┏━━

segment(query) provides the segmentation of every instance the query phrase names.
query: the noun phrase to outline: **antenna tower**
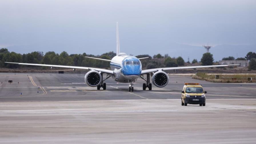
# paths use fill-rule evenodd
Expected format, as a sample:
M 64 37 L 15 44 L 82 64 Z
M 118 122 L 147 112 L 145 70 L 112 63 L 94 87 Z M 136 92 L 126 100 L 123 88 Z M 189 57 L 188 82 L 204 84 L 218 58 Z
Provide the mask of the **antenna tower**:
M 207 52 L 209 52 L 209 50 L 210 49 L 211 47 L 211 46 L 209 46 L 208 45 L 208 44 L 207 44 L 207 46 L 206 46 L 205 45 L 203 45 L 203 47 L 205 47 L 205 48 L 206 49 L 206 50 L 207 51 Z

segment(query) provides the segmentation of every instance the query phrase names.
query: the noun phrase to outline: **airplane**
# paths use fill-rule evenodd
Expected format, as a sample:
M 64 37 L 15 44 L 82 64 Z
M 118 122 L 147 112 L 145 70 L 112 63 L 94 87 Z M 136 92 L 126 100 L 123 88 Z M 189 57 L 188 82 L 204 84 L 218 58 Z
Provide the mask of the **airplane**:
M 169 81 L 169 77 L 164 71 L 187 69 L 194 69 L 204 67 L 226 67 L 239 65 L 215 65 L 171 67 L 156 68 L 143 70 L 140 60 L 147 59 L 148 57 L 137 58 L 133 56 L 128 55 L 125 53 L 120 53 L 119 43 L 119 34 L 118 22 L 117 23 L 117 55 L 111 60 L 99 58 L 85 57 L 99 60 L 110 62 L 111 70 L 97 68 L 83 67 L 77 67 L 66 65 L 55 65 L 44 64 L 21 63 L 5 62 L 8 63 L 17 64 L 37 66 L 44 66 L 52 67 L 73 69 L 73 71 L 76 69 L 87 69 L 89 71 L 86 73 L 84 77 L 84 80 L 87 85 L 90 87 L 97 87 L 98 90 L 102 88 L 106 89 L 106 84 L 104 81 L 111 77 L 116 81 L 120 83 L 129 83 L 129 91 L 133 91 L 133 83 L 140 77 L 146 81 L 143 84 L 143 89 L 146 90 L 148 88 L 149 90 L 152 89 L 152 84 L 159 87 L 166 86 Z M 106 74 L 107 77 L 103 79 L 103 74 Z M 144 78 L 144 75 L 147 75 L 146 79 Z M 150 82 L 150 76 L 151 77 L 152 83 Z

┗━━

What is needed | Reproduce all of the material above word for word, leaving out the pictures.

Answer to this problem |
segment(query) provides the segmentation of every instance the query phrase names.
query: the noun phrase to outline: **antenna tower**
# paths use fill-rule evenodd
Expected format, as a sample:
M 64 37 L 15 44 L 82 64 Z
M 118 122 L 147 112 L 145 70 L 112 63 L 94 87 Z M 136 92 L 126 100 L 123 88 Z M 189 57 L 188 82 L 204 84 L 218 58 Z
Provide the mask of the **antenna tower**:
M 207 52 L 209 52 L 209 50 L 210 49 L 211 47 L 211 46 L 209 46 L 208 45 L 208 44 L 207 44 L 207 46 L 206 46 L 205 45 L 203 45 L 203 47 L 205 47 L 205 48 L 206 49 L 206 50 L 207 51 Z

segment(query) provides the segmentation of every instance the query phrase names.
query: the noun phrase to outline: **airplane**
# paths use fill-rule evenodd
Expected format, as a sample:
M 64 37 L 15 44 L 82 64 Z
M 118 122 L 147 112 L 145 70 L 112 63 L 94 87 Z M 136 92 L 126 100 L 123 88 Z M 189 57 L 188 82 L 204 84 L 218 58 Z
Provide the mask of the **airplane**:
M 169 81 L 169 77 L 164 71 L 187 69 L 194 69 L 204 67 L 226 67 L 239 65 L 215 65 L 171 67 L 156 68 L 143 70 L 140 60 L 147 59 L 148 57 L 137 58 L 133 56 L 128 55 L 125 53 L 120 53 L 119 43 L 119 34 L 118 22 L 117 23 L 117 55 L 111 60 L 99 58 L 85 57 L 99 60 L 110 62 L 111 70 L 97 68 L 83 67 L 77 67 L 66 65 L 55 65 L 44 64 L 21 63 L 5 62 L 8 63 L 17 64 L 37 66 L 44 66 L 52 67 L 73 69 L 73 71 L 76 69 L 87 69 L 89 71 L 86 73 L 84 77 L 84 80 L 87 85 L 90 87 L 97 87 L 98 90 L 102 88 L 106 89 L 106 84 L 104 81 L 111 77 L 116 81 L 120 83 L 129 83 L 129 91 L 133 91 L 133 83 L 140 77 L 146 81 L 143 84 L 143 89 L 146 90 L 148 88 L 149 90 L 152 89 L 152 84 L 159 87 L 166 86 Z M 106 74 L 107 77 L 103 79 L 103 74 Z M 144 78 L 144 75 L 147 75 L 146 79 Z M 150 82 L 150 76 L 151 77 L 152 83 Z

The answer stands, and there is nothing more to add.